**Exercise instructions**.
From the records below, please return each line that holds the word "test".

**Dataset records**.
....................

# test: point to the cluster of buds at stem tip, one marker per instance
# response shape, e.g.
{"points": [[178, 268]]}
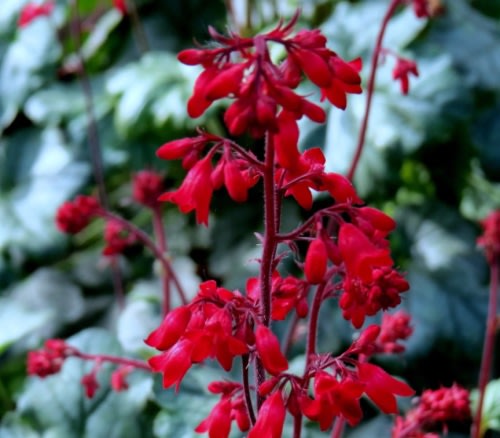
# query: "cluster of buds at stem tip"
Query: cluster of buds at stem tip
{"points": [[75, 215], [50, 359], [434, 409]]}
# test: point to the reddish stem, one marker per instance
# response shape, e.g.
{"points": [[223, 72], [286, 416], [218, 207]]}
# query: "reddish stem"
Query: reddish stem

....................

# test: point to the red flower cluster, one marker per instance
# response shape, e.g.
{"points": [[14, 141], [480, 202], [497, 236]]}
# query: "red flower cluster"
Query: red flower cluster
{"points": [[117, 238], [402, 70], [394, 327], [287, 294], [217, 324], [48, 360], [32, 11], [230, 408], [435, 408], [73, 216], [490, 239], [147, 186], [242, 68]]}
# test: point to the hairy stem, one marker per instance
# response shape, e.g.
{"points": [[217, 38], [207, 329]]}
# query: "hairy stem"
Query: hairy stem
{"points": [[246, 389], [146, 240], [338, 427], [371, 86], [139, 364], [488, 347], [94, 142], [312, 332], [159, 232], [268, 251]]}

....................

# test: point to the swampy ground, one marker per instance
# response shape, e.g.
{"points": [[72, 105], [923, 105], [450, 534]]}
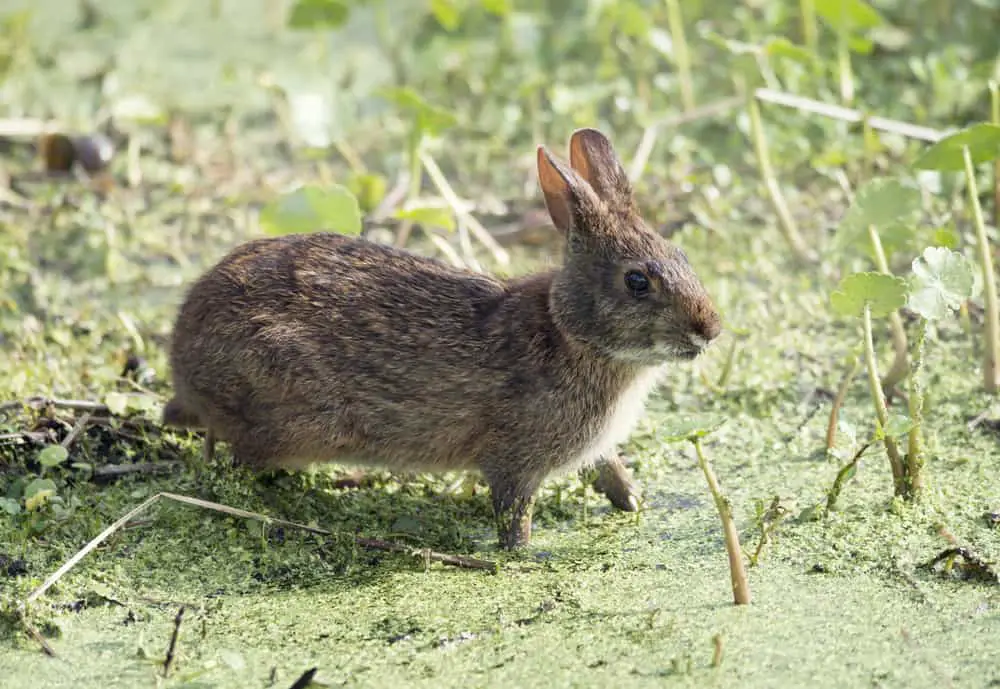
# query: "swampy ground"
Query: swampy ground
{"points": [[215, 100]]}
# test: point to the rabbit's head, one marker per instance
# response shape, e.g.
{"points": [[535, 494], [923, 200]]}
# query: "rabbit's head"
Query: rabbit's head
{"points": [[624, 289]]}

....................

**Answer below**.
# test: point to the cluster of buds at stem tip, one marker per instance
# test: point to the reddish stem, one marker per instance
# test: point to the red flower cluster, one marker per instance
# test: point to the hairy stem, one marker per instance
# test: point to the swampy ground, one marker per instance
# test: point to the rabbit's head, one marker per instance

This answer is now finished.